GOAL OF THE EXERCISE: An exact copy of all entries is the expected answer.

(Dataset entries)

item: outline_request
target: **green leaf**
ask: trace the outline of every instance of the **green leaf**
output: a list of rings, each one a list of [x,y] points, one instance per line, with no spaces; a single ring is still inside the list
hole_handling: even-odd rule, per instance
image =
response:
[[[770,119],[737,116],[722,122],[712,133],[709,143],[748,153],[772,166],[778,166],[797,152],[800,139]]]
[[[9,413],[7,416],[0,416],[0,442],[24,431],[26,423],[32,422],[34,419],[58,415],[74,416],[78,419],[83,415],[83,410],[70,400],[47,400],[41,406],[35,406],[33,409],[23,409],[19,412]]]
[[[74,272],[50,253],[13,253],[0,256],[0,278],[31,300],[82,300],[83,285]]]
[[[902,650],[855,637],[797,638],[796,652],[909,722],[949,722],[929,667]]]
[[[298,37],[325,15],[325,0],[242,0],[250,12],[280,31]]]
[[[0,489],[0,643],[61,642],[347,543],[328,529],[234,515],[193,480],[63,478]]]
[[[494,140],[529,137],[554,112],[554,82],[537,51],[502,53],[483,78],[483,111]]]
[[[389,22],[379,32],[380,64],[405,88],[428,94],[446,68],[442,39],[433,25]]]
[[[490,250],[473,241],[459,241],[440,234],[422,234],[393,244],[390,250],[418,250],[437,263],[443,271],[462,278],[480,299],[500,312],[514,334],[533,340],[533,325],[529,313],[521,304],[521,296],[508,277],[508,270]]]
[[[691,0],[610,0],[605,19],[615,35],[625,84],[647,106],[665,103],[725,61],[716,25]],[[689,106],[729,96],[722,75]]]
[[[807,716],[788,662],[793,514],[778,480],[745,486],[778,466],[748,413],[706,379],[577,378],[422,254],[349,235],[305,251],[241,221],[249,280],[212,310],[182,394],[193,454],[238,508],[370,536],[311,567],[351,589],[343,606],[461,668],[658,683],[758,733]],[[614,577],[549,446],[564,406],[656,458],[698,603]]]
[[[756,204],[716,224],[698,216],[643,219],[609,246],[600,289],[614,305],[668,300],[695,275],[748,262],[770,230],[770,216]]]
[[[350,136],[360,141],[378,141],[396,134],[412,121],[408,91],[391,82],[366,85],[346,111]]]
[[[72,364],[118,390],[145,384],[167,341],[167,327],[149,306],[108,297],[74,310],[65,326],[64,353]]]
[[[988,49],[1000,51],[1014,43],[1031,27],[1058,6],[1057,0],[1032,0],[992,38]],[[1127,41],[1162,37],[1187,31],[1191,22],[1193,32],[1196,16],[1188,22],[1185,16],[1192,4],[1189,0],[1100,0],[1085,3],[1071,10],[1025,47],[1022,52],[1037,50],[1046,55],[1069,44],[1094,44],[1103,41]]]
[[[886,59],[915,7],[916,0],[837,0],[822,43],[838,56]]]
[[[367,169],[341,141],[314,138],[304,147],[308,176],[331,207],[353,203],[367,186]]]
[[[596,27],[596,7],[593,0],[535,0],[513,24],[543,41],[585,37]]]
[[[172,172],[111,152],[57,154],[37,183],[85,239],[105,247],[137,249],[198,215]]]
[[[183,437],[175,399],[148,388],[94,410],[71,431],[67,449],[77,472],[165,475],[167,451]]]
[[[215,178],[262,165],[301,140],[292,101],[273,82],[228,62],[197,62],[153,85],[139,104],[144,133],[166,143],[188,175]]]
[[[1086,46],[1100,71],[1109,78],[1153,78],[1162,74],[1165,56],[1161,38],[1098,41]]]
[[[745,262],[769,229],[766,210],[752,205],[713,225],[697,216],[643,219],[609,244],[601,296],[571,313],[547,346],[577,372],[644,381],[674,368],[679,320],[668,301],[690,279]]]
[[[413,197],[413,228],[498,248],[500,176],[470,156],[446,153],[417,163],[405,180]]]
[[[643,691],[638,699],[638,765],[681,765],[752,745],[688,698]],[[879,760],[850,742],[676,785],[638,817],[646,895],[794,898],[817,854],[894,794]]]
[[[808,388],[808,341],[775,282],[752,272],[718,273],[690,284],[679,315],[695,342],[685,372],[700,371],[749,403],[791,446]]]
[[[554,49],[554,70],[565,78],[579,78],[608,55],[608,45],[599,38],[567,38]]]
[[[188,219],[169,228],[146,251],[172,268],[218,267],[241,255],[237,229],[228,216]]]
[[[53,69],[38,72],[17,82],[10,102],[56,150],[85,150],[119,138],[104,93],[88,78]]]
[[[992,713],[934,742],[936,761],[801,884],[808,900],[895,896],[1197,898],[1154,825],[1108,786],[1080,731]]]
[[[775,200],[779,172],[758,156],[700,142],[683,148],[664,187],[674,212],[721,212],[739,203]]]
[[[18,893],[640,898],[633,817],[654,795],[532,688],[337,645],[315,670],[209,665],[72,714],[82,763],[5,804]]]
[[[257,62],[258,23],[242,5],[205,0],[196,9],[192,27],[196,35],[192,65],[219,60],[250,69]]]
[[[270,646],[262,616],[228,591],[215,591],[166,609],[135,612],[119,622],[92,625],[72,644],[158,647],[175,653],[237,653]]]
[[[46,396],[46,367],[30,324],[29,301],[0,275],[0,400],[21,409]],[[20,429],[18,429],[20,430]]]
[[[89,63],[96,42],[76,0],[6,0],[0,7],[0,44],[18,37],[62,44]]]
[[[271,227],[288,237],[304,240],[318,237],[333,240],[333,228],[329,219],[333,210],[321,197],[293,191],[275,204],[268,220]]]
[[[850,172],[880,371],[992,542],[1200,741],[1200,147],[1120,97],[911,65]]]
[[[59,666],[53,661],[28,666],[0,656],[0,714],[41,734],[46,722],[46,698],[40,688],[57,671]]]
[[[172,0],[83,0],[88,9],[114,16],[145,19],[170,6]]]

EXERCISE ANSWER:
item: outline_request
target: **green leaf**
ask: trace the outline of every instance of the **green leaf**
output: a list of rings, each one a list of [x,y] points, one instance per line, with no spaces; a single ring is still inside the list
hole_handling: even-odd rule, per instance
image =
response:
[[[770,119],[737,116],[722,122],[712,133],[709,143],[748,153],[772,166],[778,166],[797,152],[800,139]]]
[[[9,413],[7,416],[0,416],[0,442],[24,431],[26,423],[32,422],[34,419],[58,415],[74,416],[78,419],[83,415],[83,410],[70,400],[47,400],[41,406],[35,406],[33,409],[23,409],[19,412]]]
[[[74,272],[50,253],[13,253],[0,256],[0,278],[31,300],[82,300],[83,285]]]
[[[902,650],[855,637],[797,638],[796,652],[909,722],[949,722],[929,667]]]
[[[298,37],[325,15],[325,0],[242,0],[250,12],[280,31]]]
[[[0,489],[0,643],[61,642],[347,543],[328,529],[234,515],[193,480],[63,478]]]
[[[494,140],[529,137],[554,112],[554,82],[537,51],[502,53],[483,78],[483,111]]]
[[[389,22],[379,32],[380,64],[405,88],[428,94],[446,68],[442,39],[433,25]]]
[[[490,250],[473,241],[459,241],[440,234],[422,234],[393,244],[390,250],[418,250],[437,263],[443,271],[462,278],[480,299],[500,312],[514,334],[533,340],[533,325],[529,313],[521,304],[521,296],[508,277],[508,270]]]
[[[691,0],[610,0],[605,19],[615,35],[625,84],[647,106],[665,103],[725,61],[716,25]],[[689,106],[729,96],[722,75]]]
[[[807,716],[788,662],[793,514],[778,480],[745,486],[778,466],[748,413],[706,379],[577,378],[422,254],[349,235],[305,251],[241,221],[249,280],[212,310],[182,394],[193,454],[238,508],[370,536],[311,567],[351,589],[343,606],[461,668],[658,683],[758,733]],[[614,577],[549,446],[564,406],[656,458],[698,603]]]
[[[756,204],[716,224],[698,216],[643,219],[609,246],[600,289],[614,305],[668,300],[695,275],[748,262],[770,230],[770,216]]]
[[[350,136],[360,141],[378,141],[396,134],[412,121],[408,91],[391,82],[366,85],[346,111]]]
[[[72,364],[118,390],[145,384],[167,341],[167,327],[149,306],[108,297],[74,310],[65,326],[64,353]]]
[[[988,49],[1000,51],[1014,43],[1031,27],[1058,6],[1057,0],[1032,0],[992,38]],[[1127,41],[1162,37],[1187,31],[1191,22],[1193,32],[1196,16],[1188,22],[1185,16],[1192,4],[1189,0],[1100,0],[1085,3],[1071,10],[1025,47],[1022,52],[1037,50],[1046,55],[1069,44],[1094,44],[1103,41]]]
[[[886,59],[915,7],[916,0],[837,0],[822,43],[838,56]]]
[[[367,169],[341,141],[314,138],[304,147],[308,176],[331,207],[353,203],[367,186]]]
[[[596,27],[596,7],[593,0],[535,0],[513,24],[543,41],[585,37]]]
[[[172,172],[111,152],[57,154],[37,183],[85,239],[105,247],[137,249],[198,215]]]
[[[183,437],[175,399],[148,388],[94,410],[71,431],[67,449],[77,472],[165,475],[167,451]]]
[[[215,178],[262,165],[301,140],[292,101],[273,82],[228,62],[197,62],[153,85],[139,104],[144,133],[166,143],[188,175]]]
[[[1086,46],[1100,71],[1109,78],[1153,78],[1162,74],[1165,56],[1161,38],[1098,41]]]
[[[745,262],[769,229],[766,210],[752,205],[713,225],[697,216],[643,219],[609,244],[601,296],[571,313],[547,346],[577,372],[644,381],[674,368],[679,320],[668,301],[690,279]]]
[[[413,197],[413,228],[498,248],[500,176],[470,156],[446,153],[417,163],[405,180]]]
[[[643,691],[638,699],[638,765],[681,765],[752,745],[688,698]],[[879,760],[850,742],[676,785],[638,817],[646,895],[794,898],[817,854],[894,794]]]
[[[808,388],[808,341],[775,282],[752,272],[718,273],[690,284],[679,315],[695,342],[685,372],[700,371],[749,403],[791,446]]]
[[[554,49],[554,70],[565,78],[579,78],[608,55],[608,45],[599,38],[567,38]]]
[[[188,219],[169,228],[146,251],[172,268],[218,267],[241,255],[237,229],[228,216]]]
[[[53,69],[38,72],[17,82],[10,102],[56,150],[85,150],[119,138],[104,93],[88,78]]]
[[[992,713],[934,742],[936,761],[801,884],[808,900],[895,896],[1197,898],[1154,825],[1108,786],[1080,731]]]
[[[775,200],[779,172],[758,156],[700,142],[683,148],[664,187],[674,212],[721,212],[739,203]]]
[[[18,893],[640,898],[633,817],[654,795],[532,688],[337,645],[315,670],[209,665],[72,714],[82,763],[5,804]]]
[[[257,62],[258,23],[242,5],[205,0],[196,9],[192,27],[196,35],[192,65],[219,60],[250,69]]]
[[[270,646],[262,616],[228,591],[215,591],[166,609],[135,612],[119,622],[92,625],[72,644],[158,647],[175,653],[237,653]]]
[[[46,396],[46,367],[30,324],[29,301],[0,275],[0,400],[21,409]],[[20,429],[18,429],[20,430]]]
[[[89,63],[96,42],[76,0],[6,0],[0,7],[0,44],[18,37],[62,44]]]
[[[271,227],[288,237],[304,240],[318,237],[333,240],[333,228],[329,219],[333,210],[321,197],[293,191],[275,204],[268,220]]]
[[[850,172],[880,371],[992,542],[1200,741],[1200,147],[1120,97],[911,65]]]
[[[59,666],[53,661],[28,666],[0,656],[0,714],[41,734],[46,722],[46,698],[40,688],[57,671]]]
[[[172,0],[83,0],[88,9],[114,16],[145,19],[170,6]]]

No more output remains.